» **Work instructions**: Rewrite all of the data below, putting "occurrence" wherever "instance" appears and changing nothing else. Omit the pictures from your answer.
+++ Data provided
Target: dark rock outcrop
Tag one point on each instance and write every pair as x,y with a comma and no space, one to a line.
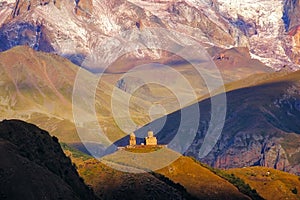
33,165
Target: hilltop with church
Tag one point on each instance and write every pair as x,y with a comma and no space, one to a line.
149,141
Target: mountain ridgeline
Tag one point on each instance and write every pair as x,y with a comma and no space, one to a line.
262,127
33,166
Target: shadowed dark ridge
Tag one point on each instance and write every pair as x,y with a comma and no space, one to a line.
33,165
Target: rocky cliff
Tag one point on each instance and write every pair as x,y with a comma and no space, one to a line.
261,128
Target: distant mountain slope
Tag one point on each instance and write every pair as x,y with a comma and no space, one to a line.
37,87
261,127
269,183
74,29
184,175
33,166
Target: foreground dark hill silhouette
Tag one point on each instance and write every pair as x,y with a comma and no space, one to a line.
33,166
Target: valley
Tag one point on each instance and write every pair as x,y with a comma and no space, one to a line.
216,81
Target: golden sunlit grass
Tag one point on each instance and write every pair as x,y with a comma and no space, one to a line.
270,183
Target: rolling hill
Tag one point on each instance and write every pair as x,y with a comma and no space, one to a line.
261,125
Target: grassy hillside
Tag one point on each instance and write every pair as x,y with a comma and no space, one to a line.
261,125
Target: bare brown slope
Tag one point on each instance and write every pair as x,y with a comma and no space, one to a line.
200,181
33,166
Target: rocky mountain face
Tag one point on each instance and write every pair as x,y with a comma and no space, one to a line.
261,128
76,29
33,165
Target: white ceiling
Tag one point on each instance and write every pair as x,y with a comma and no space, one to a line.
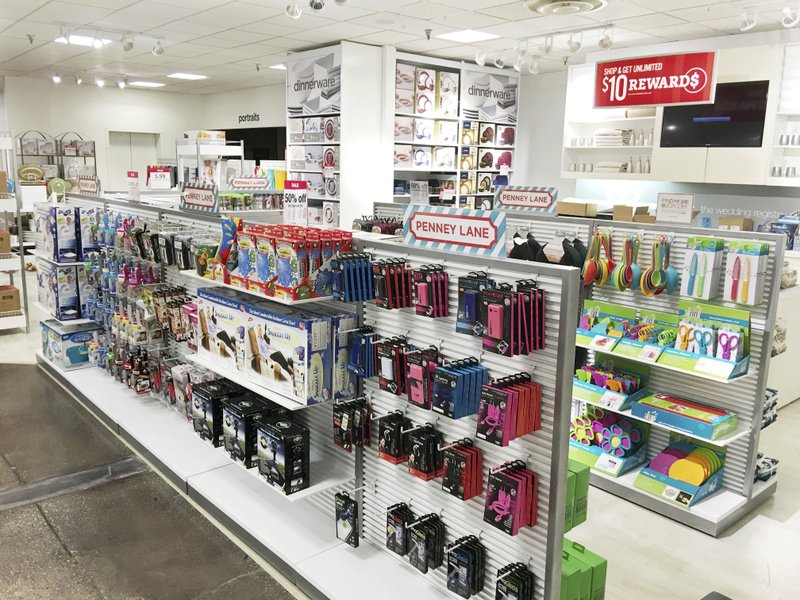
++++++
» **Full solution**:
Target: dark rock outcrop
Tag one point on each occurrence and write every pair as x,y with a comma and no space, one to a line.
33,165
Target: hilltop with church
Tag one point on each occurrence and write every pair as x,y with a comma and no space, one to a line.
149,141
Target: mountain ridgeline
Tag one point on each occurrence and write every pair as x,y with a comma and no space, one to a line.
262,127
33,166
Target: shadowed dark ridge
Tag one point on each occurrence and write every pair as x,y with a comma and no space, one to a line.
33,165
Target: rocky cliff
Tag one point on each occurrence and write every pair as x,y with a comma and no space, one to a line.
261,128
Target: distant mountain slope
Tag one point on each occurrence and write every pair as x,y with a comma and no space, one to a line.
37,87
261,127
269,183
74,29
184,175
33,166
Target: foreground dark hill silhouette
Tag one point on each occurrence and write every pair as x,y with a comma and no space, one to a line.
33,166
Target: valley
Tag one point on each occurrence and write every pair as x,y with a comma and no space, one to a line.
216,81
Target: golden sunlit grass
Tag one point on each occurrence and write every pair as x,y with a comma and no space, one to a line.
270,183
Target: rolling hill
Tag one point on each occurrence and write every pair as x,y with a comma and no space, one to a line.
261,125
Target: grassy hillside
Tag one point on each occurrence and write every pair as x,y with a comma and no space, one to a line.
261,125
Target: bare brown slope
Tag one point on each occurrence and write every pair as x,y with a comma and no space, one to a line.
200,181
33,166
Target: rocky mountain face
Tag one point on each occurrence and write every pair as x,y with a comma and no space, one to a line.
261,128
76,29
33,165
Target: white ceiling
Tag one point on each occurrence and write every pair as x,y with a comma and no space, one to a line.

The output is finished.